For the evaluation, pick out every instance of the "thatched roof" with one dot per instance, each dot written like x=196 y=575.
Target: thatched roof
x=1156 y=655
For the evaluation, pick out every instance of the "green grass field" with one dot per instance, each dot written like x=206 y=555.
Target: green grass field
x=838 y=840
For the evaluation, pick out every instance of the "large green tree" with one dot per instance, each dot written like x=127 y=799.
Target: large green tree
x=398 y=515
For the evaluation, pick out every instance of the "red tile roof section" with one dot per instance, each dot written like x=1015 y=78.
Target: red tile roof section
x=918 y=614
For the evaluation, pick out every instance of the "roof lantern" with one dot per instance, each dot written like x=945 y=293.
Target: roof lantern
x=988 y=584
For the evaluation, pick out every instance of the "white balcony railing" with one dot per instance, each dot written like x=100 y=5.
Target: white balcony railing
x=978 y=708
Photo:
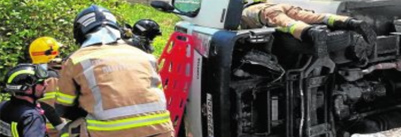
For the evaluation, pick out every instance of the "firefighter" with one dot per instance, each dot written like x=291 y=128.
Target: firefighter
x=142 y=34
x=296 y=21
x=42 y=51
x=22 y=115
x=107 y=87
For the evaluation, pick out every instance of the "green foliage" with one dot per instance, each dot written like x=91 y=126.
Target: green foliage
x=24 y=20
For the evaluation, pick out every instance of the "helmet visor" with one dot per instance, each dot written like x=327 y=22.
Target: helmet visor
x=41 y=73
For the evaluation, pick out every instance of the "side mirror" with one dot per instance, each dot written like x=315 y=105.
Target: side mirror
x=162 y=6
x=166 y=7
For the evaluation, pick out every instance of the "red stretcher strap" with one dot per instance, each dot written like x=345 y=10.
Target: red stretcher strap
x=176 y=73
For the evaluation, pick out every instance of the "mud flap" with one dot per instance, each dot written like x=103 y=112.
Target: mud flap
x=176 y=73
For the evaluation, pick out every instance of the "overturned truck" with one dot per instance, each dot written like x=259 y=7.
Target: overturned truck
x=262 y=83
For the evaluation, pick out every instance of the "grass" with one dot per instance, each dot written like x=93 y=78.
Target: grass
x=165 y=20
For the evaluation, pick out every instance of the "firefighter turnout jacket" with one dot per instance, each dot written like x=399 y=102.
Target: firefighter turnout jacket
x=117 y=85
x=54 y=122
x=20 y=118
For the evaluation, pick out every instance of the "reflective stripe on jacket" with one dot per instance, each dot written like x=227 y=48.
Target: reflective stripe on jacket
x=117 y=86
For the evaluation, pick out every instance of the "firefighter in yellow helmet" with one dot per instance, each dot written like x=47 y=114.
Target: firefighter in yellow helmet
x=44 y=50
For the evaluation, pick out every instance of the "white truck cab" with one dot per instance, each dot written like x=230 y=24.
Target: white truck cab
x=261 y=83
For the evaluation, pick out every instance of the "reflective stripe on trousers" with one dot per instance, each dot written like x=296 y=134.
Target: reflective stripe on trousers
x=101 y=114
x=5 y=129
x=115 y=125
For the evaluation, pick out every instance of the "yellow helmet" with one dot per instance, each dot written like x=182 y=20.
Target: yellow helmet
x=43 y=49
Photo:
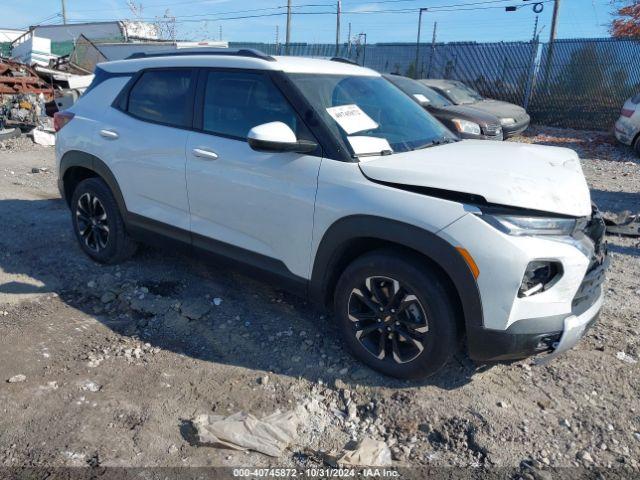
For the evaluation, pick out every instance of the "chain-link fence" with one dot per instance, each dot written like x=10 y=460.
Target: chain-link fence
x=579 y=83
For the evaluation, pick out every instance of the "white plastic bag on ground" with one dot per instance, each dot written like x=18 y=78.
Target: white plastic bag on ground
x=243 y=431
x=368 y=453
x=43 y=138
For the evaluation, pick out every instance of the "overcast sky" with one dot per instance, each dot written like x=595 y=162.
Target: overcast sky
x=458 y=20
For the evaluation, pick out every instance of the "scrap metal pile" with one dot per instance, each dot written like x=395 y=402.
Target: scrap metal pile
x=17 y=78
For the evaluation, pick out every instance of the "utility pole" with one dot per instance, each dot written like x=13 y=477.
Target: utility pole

### What you have to do
Rewrite all of the records above as a numbered list, one line per item, skipping any blank lines. Leave the pictures out.

### Written response
1. For the evaluation, pick out every instance of the "thatched roof" with one dot per instance, each dot written like x=196 y=575.
2. Target: thatched roof
3. x=1156 y=655
4. For the evaluation, pick out every instance of the "green grass field" with one dot per instance, each dot written like x=206 y=555.
5. Target: green grass field
6. x=838 y=840
7. For the evaluation, pick out every instance of the "large green tree" with one dot per instance, each dot written like x=127 y=799.
8. Target: large green tree
9. x=398 y=515
10. For the evaluation, pick out every instance of the "red tile roof section" with one dot per instance, each dot written like x=1015 y=78.
11. Target: red tile roof section
12. x=918 y=614
13. For the evaluation, pick out every instance of the "roof lantern" with one dot per instance, each dot written like x=945 y=293.
14. Target: roof lantern
15. x=988 y=584
16. For the evaluation, pick out every instance of the "white balcony railing" with one dot per instance, each dot written like x=100 y=5.
17. Target: white balcony railing
18. x=978 y=708
19. Photo:
20. For the evaluation, pick out every instance of the "firefighter" with one dot per instance, each dot written like x=291 y=128.
21. Target: firefighter
22. x=142 y=34
23. x=296 y=21
24. x=42 y=51
25. x=22 y=115
26. x=107 y=87
27. For the evaluation, pick out every instance of the "green foliage" with one dot per instance, each dot written like x=91 y=126.
28. Target: green foliage
29. x=24 y=20
30. For the evaluation, pick out every instance of the "helmet visor" with one dot per instance, each dot written like x=327 y=22.
31. Target: helmet visor
32. x=41 y=73
33. For the evaluation, pick out every instance of the "side mirror" with one dot per instance, each dot written like x=315 y=105.
34. Target: side mirror
35. x=162 y=6
36. x=166 y=7
37. For the evaluation, pick out every instance of the "red stretcher strap" with one dot per instance, each dot written like x=345 y=10.
38. Target: red stretcher strap
39. x=176 y=73
40. For the evaluation, pick out every instance of the "mud flap" with one dot per instance, each dot written like x=103 y=112.
41. Target: mud flap
42. x=176 y=73
43. For the evaluation, pick out every instance of the "overturned truck" with one dot per instance, each dot written like x=259 y=7.
44. Target: overturned truck
45. x=262 y=83
46. For the evaluation, pick out every instance of the "grass" with one dot per instance, each dot written like x=93 y=78.
47. Target: grass
48. x=165 y=20
49. For the evaluation, pick out every instance of the "firefighter turnout jacket" with one dot per instance, each dot written like x=399 y=102.
50. Target: firefighter turnout jacket
51. x=117 y=85
52. x=54 y=122
53. x=20 y=118
54. For the evaluation, pick out every instance of the "reflective stripe on jacket" with one dot per instance, each dot written like x=227 y=48.
55. Target: reflective stripe on jacket
56. x=117 y=86
57. For the evaluation, pick out every instance of the "firefighter in yellow helmet" with one dot per instance, each dot written like x=47 y=114.
58. Target: firefighter in yellow helmet
59. x=44 y=50
60. For the evaluation, pick out every instance of the "white truck cab" with one dot per instance, each dot written like x=230 y=24.
61. Target: white truck cab
62. x=261 y=83
63. For the evaluation, pick out every instance of the "reflective stripe on trousers" with one dot per instance, each dot written like x=296 y=134.
64. Target: reflective stripe on trousers
65. x=101 y=114
66. x=5 y=129
67. x=115 y=125
68. For the evaluation, pick out every instance of the "yellow helmet" with one dot per instance, each dot written like x=182 y=20.
69. Target: yellow helmet
70. x=43 y=49
71. Photo:
72. For the evaluation, pick out every instance of the "chain-link fence" with one dot per instance, each dot written like x=10 y=460.
73. Target: chain-link fence
74. x=579 y=83
75. For the evaluation, pick out every instance of the "white plastic bag on ground" with one dot per instance, each dot written like x=18 y=78.
76. Target: white plastic bag on ground
77. x=243 y=431
78. x=368 y=453
79. x=43 y=138
80. For the evaluation, pick out every instance of the "overcast sky" with one dot per instance, each dot written like x=595 y=162.
81. Target: overcast sky
82. x=458 y=20
83. For the evaluation, pick out every instance of the "scrap metal pile" with one dot per instance, each dot written like x=395 y=402.
84. Target: scrap metal pile
85. x=17 y=78
86. For the evaluation, pick out every instance of the "utility pole" with one dot per instance, each dot written like x=13 y=477.
87. Target: utility pole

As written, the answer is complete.